Required work |
Send back the records in full, character for character.
*** Begin section ***
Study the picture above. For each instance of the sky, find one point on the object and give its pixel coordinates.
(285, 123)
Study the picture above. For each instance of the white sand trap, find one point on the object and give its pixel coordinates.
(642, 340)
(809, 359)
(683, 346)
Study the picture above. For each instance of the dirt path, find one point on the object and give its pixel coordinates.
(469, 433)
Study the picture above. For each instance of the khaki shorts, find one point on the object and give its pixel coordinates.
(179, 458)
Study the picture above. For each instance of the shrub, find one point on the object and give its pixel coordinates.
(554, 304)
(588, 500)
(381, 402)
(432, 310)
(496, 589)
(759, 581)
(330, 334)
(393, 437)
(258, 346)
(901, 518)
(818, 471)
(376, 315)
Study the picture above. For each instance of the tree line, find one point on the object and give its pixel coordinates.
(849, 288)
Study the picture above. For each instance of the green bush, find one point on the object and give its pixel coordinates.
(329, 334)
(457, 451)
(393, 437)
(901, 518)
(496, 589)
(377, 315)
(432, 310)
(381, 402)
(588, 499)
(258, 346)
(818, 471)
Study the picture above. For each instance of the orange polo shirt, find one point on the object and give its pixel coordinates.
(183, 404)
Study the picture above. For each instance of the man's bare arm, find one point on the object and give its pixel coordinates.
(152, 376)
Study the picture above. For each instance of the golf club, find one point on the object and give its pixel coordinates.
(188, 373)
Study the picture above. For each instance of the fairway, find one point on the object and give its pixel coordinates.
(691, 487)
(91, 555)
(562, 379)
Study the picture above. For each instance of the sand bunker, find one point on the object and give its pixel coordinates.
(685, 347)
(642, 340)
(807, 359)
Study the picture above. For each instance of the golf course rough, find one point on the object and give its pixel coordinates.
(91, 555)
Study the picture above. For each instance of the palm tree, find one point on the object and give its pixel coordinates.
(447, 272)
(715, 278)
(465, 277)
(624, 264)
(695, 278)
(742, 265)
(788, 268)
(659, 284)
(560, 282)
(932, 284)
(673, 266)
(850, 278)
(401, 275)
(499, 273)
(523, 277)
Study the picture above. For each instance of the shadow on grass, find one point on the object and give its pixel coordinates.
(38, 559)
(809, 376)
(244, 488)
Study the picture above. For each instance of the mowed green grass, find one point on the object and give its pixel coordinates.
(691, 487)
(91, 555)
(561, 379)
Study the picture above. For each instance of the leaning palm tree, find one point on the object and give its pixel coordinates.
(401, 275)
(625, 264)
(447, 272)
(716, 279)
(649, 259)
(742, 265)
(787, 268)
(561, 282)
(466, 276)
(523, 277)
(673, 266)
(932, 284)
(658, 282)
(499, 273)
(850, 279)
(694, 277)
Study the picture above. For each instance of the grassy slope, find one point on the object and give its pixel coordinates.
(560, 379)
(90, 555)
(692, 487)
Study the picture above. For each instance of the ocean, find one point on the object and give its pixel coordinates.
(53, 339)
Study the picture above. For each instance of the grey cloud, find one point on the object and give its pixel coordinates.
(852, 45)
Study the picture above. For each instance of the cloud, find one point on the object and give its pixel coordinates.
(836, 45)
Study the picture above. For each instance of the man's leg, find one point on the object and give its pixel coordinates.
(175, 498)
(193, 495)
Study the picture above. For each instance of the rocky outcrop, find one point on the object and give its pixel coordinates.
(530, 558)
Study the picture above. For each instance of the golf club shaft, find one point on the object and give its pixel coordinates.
*** End section ***
Answer to this problem |
Study the picture above. For each instance of the sky, find one point on the object and give its pixel coordinates.
(285, 123)
Study the picture above. For each instance of the white sand trap, find one point on the object and give its pixel coordinates.
(642, 340)
(809, 359)
(683, 346)
Study the picture above. For each instance of the dirt path, find one point on the object and give its pixel coordinates.
(469, 433)
Study the picture above. For each instance of the khaki shorts, find one point on the object and give its pixel coordinates.
(179, 458)
Study the picture above. For each instance of the shrub, find one point on the object and give its pixel coordinates.
(554, 304)
(588, 500)
(381, 402)
(432, 310)
(496, 589)
(759, 581)
(330, 334)
(393, 437)
(258, 346)
(901, 518)
(818, 471)
(376, 315)
Study the picture above. For each instance of the tree line, find one point on the object and give its pixel coordinates.
(849, 288)
Study the picture above. For each instance of the green bush, find one point on the object and give its pixel coordinates.
(329, 334)
(457, 451)
(393, 437)
(901, 518)
(496, 589)
(377, 315)
(432, 310)
(381, 402)
(588, 499)
(258, 346)
(818, 471)
Study the picture above. For each instance of the orange polo shirt, find one point on the object and give its pixel coordinates.
(183, 404)
Study the picture above. For each instance of the man's bare arm, find one point on the object and give its pixel coordinates.
(152, 376)
Study the picture above. For each instance of the golf club, find one point on the object and give its pixel coordinates.
(188, 373)
Study the picture above. For each instance of the fairway, find one point on the object and give its pixel coordinates.
(691, 487)
(91, 555)
(562, 379)
Study the picture above. For each instance of the sand bunker, find one point on the object and give its pixel coordinates.
(685, 347)
(642, 340)
(807, 359)
Study the picture above. For each instance of the golf course rough, find one point on the object and give its pixel coordinates.
(91, 555)
Study the picture above. For each instance of the palm tree, find one point on the object and give its pixel coordinates.
(447, 272)
(715, 278)
(465, 277)
(624, 264)
(695, 278)
(742, 265)
(788, 268)
(659, 284)
(560, 282)
(932, 284)
(673, 266)
(850, 278)
(401, 275)
(499, 273)
(523, 277)
Study the picture above. For each instance of the shadow on grass, find one point on the object and give its pixel coordinates.
(38, 559)
(809, 376)
(244, 488)
Study the picture above. For each instance of the mowed green grass, find one point on the object and give its pixel coordinates.
(691, 487)
(91, 555)
(561, 379)
Study the picture above. For each instance of the leaning palm tree, find one point on the object and give its pixel coordinates.
(401, 275)
(625, 264)
(447, 272)
(716, 279)
(649, 259)
(742, 265)
(787, 268)
(561, 282)
(466, 276)
(523, 277)
(673, 266)
(932, 284)
(658, 282)
(499, 273)
(850, 279)
(694, 277)
Study the picture above. For each instance of the grassy slope, find one point on the object and give its pixel coordinates.
(560, 379)
(90, 555)
(692, 487)
Study the picture above. For each instance of the ocean, find one point on the object and give its pixel coordinates.
(53, 339)
Study the picture above. For each instance of the grey cloud, find one point on the object and give its pixel coordinates.
(852, 45)
Study the picture above. For each instance of the cloud, find one point on the object and give its pixel coordinates.
(836, 45)
Study the picture above. For each instance of the man's leg, find one point on the object and give its pixel coordinates.
(175, 498)
(193, 495)
Study the picture above. For each instance of the rocky outcrop, find one point on the object and give its pixel coordinates.
(530, 558)
Study the picture above. For each instance of the golf club shaft, find one point on the object and give its pixel coordinates.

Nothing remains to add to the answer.